(Stored items from a collection)
◆ ◆ ◆ ◆ ◆

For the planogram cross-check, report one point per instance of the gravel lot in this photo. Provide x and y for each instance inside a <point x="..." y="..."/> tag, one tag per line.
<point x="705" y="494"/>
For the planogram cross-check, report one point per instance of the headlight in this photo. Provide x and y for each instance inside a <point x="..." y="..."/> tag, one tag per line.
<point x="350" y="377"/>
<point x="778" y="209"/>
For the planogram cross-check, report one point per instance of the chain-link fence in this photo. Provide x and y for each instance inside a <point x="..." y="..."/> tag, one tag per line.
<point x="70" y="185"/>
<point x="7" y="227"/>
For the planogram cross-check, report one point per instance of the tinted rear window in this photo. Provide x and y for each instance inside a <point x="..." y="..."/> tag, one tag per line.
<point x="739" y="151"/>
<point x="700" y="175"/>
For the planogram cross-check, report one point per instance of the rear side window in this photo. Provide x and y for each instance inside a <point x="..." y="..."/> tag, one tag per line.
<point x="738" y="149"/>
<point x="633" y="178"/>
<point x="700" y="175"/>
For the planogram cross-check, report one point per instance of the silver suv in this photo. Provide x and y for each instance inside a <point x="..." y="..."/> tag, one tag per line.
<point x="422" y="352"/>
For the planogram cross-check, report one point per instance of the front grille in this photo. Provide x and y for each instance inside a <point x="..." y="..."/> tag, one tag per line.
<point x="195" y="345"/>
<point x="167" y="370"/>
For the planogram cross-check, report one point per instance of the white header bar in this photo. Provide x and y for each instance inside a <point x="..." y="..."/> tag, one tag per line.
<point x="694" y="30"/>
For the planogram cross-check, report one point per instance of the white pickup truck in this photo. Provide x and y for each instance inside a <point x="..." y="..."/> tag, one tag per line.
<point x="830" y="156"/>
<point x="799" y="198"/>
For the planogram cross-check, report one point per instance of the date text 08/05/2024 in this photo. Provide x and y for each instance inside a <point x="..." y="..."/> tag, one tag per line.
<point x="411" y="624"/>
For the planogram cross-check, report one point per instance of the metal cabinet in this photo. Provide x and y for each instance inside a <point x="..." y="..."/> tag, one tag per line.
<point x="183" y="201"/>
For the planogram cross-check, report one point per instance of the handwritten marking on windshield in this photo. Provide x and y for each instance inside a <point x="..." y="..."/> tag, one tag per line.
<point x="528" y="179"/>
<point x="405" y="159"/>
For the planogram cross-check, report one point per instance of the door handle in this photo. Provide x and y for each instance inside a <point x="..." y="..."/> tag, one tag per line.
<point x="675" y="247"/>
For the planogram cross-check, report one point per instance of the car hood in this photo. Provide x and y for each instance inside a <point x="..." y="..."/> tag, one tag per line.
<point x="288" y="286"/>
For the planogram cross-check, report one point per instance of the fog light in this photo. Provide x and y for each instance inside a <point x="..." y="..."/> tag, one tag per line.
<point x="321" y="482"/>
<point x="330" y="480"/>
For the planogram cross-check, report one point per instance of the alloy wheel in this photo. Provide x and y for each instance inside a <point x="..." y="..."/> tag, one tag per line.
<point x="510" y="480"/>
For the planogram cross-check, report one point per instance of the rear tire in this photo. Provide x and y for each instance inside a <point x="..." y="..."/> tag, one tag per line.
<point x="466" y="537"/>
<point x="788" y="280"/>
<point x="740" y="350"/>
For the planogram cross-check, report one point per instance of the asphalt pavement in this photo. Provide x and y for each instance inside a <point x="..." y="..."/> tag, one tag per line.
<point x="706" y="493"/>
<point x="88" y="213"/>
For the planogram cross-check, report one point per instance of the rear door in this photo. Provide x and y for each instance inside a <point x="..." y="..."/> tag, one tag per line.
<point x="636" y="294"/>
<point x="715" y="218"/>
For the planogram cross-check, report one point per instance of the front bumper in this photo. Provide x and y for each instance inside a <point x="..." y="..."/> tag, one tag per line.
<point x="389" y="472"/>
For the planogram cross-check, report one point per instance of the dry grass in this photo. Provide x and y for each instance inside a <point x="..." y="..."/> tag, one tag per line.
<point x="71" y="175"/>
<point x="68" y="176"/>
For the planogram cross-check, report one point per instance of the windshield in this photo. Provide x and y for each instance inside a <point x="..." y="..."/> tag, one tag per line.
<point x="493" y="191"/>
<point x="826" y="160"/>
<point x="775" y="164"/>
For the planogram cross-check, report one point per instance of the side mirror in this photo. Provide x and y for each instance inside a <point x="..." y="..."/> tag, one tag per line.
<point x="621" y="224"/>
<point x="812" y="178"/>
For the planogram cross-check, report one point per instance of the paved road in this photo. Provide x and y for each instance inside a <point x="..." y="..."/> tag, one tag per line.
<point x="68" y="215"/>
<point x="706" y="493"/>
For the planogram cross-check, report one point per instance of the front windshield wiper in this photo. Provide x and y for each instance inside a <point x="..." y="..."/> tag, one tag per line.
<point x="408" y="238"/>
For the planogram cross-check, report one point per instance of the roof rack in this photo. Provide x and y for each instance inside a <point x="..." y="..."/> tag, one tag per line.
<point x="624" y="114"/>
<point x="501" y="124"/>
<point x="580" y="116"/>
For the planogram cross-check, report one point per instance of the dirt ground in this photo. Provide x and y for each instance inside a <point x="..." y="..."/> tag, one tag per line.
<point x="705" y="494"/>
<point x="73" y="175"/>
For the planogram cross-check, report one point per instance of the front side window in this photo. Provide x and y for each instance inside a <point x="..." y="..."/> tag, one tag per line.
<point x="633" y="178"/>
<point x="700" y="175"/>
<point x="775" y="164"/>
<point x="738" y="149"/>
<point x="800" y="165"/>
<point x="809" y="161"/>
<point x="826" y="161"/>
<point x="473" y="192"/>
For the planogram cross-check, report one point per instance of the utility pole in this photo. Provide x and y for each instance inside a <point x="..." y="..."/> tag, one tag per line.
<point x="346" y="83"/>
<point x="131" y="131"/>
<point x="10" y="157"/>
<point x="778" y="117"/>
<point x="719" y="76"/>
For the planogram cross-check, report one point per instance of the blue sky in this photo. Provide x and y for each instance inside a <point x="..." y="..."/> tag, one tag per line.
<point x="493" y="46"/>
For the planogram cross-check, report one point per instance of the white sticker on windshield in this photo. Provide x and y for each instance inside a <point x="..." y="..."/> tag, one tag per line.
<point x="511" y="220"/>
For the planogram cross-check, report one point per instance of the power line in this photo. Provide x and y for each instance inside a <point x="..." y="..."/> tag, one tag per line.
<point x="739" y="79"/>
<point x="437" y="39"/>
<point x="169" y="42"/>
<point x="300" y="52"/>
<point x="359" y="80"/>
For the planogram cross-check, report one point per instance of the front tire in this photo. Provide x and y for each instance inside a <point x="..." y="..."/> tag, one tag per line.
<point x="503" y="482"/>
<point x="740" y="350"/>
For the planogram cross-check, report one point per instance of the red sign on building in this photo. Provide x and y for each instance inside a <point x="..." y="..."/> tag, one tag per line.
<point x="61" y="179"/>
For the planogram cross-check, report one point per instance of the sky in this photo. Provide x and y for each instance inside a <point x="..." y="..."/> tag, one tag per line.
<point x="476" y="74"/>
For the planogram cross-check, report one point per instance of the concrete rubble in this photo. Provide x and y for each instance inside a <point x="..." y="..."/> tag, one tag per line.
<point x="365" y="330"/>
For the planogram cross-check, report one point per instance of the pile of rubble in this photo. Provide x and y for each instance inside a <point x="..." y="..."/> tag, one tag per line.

◆ ◆ ◆ ◆ ◆

REQUEST: Please return the data above exactly as given.

RESULT FOR THIS EXERCISE:
For the planogram cross-check, report one point per instance of the gravel lot in this photo. Provide x and y for each instance inside a <point x="..." y="..."/> tag, one tag per line.
<point x="705" y="494"/>
For the planogram cross-check, report one point per instance of the headlight in this photo. Provide x and y for each instance inside a <point x="..." y="..."/> tag, one tag per line.
<point x="350" y="377"/>
<point x="778" y="209"/>
For the planogram cross-check, report one point per instance of the chain-link fence in this photo. Provide x and y for each instance inside a <point x="..." y="..."/> tag, one tag per line.
<point x="70" y="185"/>
<point x="7" y="227"/>
For the planogram cross-check, report one point per instance of the tinted rear window in this photo. Provide x and y for each instance inside a <point x="..." y="..."/> tag, one tag per line.
<point x="739" y="151"/>
<point x="700" y="175"/>
For the planogram cross-check, report one point per instance of the rear side window in this photo. Provide x and y for each instance inside a <point x="..." y="..."/> tag, one tag per line.
<point x="738" y="149"/>
<point x="633" y="178"/>
<point x="700" y="175"/>
For the planogram cross-check, report one point per instance of the silver suv in this photo. Provide x and y for each instance inside a <point x="..." y="..."/> tag, one tag per line.
<point x="422" y="352"/>
For the planogram cross-check, report one point per instance of the front grille in this photo. Provide x and y for each instance inside a <point x="..." y="..."/> tag, one tag per line.
<point x="195" y="345"/>
<point x="167" y="370"/>
For the planogram cross-check, report one point per instance of the white header bar in this photo. Provide x and y for each instance inside a <point x="..." y="..."/> tag, one tag per line.
<point x="694" y="30"/>
For the planogram cross-check, report one point per instance of the white pickup truck in this photo. Provide x and y for each instance inside a <point x="..." y="..."/> tag, one tag per line.
<point x="830" y="156"/>
<point x="799" y="198"/>
For the planogram cross-check, report one point per instance of the date text 08/05/2024 in this photo. Provide x and y for each instance inside a <point x="..." y="..."/> tag, one tag per line.
<point x="411" y="624"/>
For the planogram cross-check, report one point per instance of the metal cabinet in this photo. Provide x and y for each instance inside a <point x="..." y="..."/> tag, one tag per line.
<point x="183" y="201"/>
For the planogram cross-check, report one point per instance of the handwritten marking on windshield in this photo. Provide x and y for each instance inside a <point x="..." y="..."/> tag, one tag per line.
<point x="528" y="179"/>
<point x="405" y="159"/>
For the planogram cross-check, report one point per instance of the door handle in this photo. Provide x and y for each instance inside a <point x="..." y="..."/> tag, one tag per line.
<point x="675" y="247"/>
For the planogram cross-check, report one point per instance of the car hood in this photo. Provide x and y for each instance inside a <point x="..." y="..."/> tag, one tag per line.
<point x="288" y="286"/>
For the planogram cross-check, report one point per instance of the fog light in this photo. Provide x and y for each instance inside a <point x="..." y="..."/> tag, one tag per line.
<point x="321" y="482"/>
<point x="330" y="480"/>
For the planogram cross-check, report one point per instance of the alloy wheel in this photo. Provide x and y for each instance inside a <point x="..." y="..."/> tag, one tag per line.
<point x="510" y="480"/>
For the planogram cross-check, report one point per instance of the rear tire in this photo. Provide x and y for each instance inside a <point x="..." y="..."/> tag, one tag per line.
<point x="466" y="537"/>
<point x="788" y="280"/>
<point x="740" y="350"/>
For the planogram cross-check, report one point per instance of the asphalt pavement in this photo. Provide x and y for each instance inside a <point x="..." y="..."/> tag, one tag per line.
<point x="706" y="493"/>
<point x="88" y="213"/>
For the planogram cross-check, report one point per instance of the rear door in this photo. Provide x and y for each instance inside a <point x="..." y="..."/> tag, one tag per line.
<point x="636" y="294"/>
<point x="715" y="218"/>
For the planogram cross-check, report one point per instance of the front bumper in this photo. Provide x and y for each instance inside a <point x="..." y="..."/> tag, one tag per line.
<point x="389" y="472"/>
For the planogram cross-check, report one point per instance of the dry grass in this photo. Provide x and y for each instance inside a <point x="..." y="..."/> tag, one tag per line.
<point x="71" y="175"/>
<point x="68" y="176"/>
For the planogram cross-check, report one point per instance of the windshield in this photo. Provide x and y for each instance inside a <point x="..." y="..."/> tag, one tag per line.
<point x="493" y="191"/>
<point x="826" y="160"/>
<point x="775" y="164"/>
For the planogram cross-check, report one point per instance of the side mirror in this photo. Provide x and y for each instance inside a <point x="..." y="..."/> tag, one tag per line.
<point x="621" y="224"/>
<point x="812" y="178"/>
For the planogram cross-check, report one point per instance of the paved road in this photo. Provide x and y for each instance inside a <point x="..." y="..."/> tag, one tag per line.
<point x="68" y="215"/>
<point x="706" y="493"/>
For the planogram cross-check, report one point per instance of the front windshield wiper in this photo. Provide x and y for each instance inside a <point x="..." y="..."/> tag, one tag per line.
<point x="408" y="238"/>
For the planogram cross-check, report one point per instance of the roof rack in this photo. Provide x and y for each instance inside a <point x="..." y="..."/> tag, one tag per line.
<point x="624" y="114"/>
<point x="501" y="124"/>
<point x="580" y="116"/>
For the planogram cross-check, report one point per instance of the dirt ground in this photo. Provide x and y for each instance inside a <point x="..." y="..."/> tag, one tag per line.
<point x="705" y="494"/>
<point x="73" y="175"/>
For the planogram cross-check, report one point per instance of the front side window in this photo. Provide x and y for each instance inside a <point x="..." y="..."/> tag, one tag per line.
<point x="633" y="178"/>
<point x="700" y="175"/>
<point x="775" y="164"/>
<point x="738" y="149"/>
<point x="800" y="165"/>
<point x="809" y="161"/>
<point x="826" y="161"/>
<point x="473" y="192"/>
For the planogram cross-check, report one point per instance of the utility pole in this photo. Provide x and y for each instance inside a <point x="..." y="..."/> tag, one tag per line.
<point x="346" y="83"/>
<point x="131" y="131"/>
<point x="10" y="157"/>
<point x="778" y="117"/>
<point x="719" y="76"/>
For the planogram cross-check, report one point per instance of the blue sky in this photo. Provide x and y for each instance inside a <point x="..." y="..."/> tag, one tag per line.
<point x="493" y="46"/>
For the planogram cross-check, report one point per instance of the white sticker on windshield in this photo. Provide x and y for each instance inside a <point x="..." y="..."/> tag, one tag per line.
<point x="511" y="220"/>
For the planogram cross-check, report one point per instance of the power line in this photo. Provide x and y for each instance inside a <point x="..." y="..."/> tag, one tag per line.
<point x="739" y="79"/>
<point x="437" y="39"/>
<point x="169" y="42"/>
<point x="300" y="52"/>
<point x="359" y="80"/>
For the planogram cross-check, report one point per instance of the front tire in this photo. Provide x and y for each instance inside a <point x="..." y="..."/> tag, one tag per line.
<point x="503" y="482"/>
<point x="740" y="350"/>
For the planogram cross-check, report one point per instance of the red sign on building in this photo. Provide x and y for each instance inside a <point x="..." y="..."/> tag, one tag per line.
<point x="61" y="179"/>
For the planogram cross-check, report one point per instance of the sky in this photo. Provide x and y for each instance inside a <point x="..." y="..."/> tag, one tag per line.
<point x="476" y="74"/>
For the planogram cross-check, report one point per instance of the concrete rubble in this photo. Provide x and y for each instance inside a <point x="..." y="..."/> tag, one tag per line.
<point x="365" y="330"/>
For the planogram cross-check, report one point per instance of the pile of rubble in this photo. Provide x and y for each instance inside a <point x="..." y="..."/> tag, one tag per line.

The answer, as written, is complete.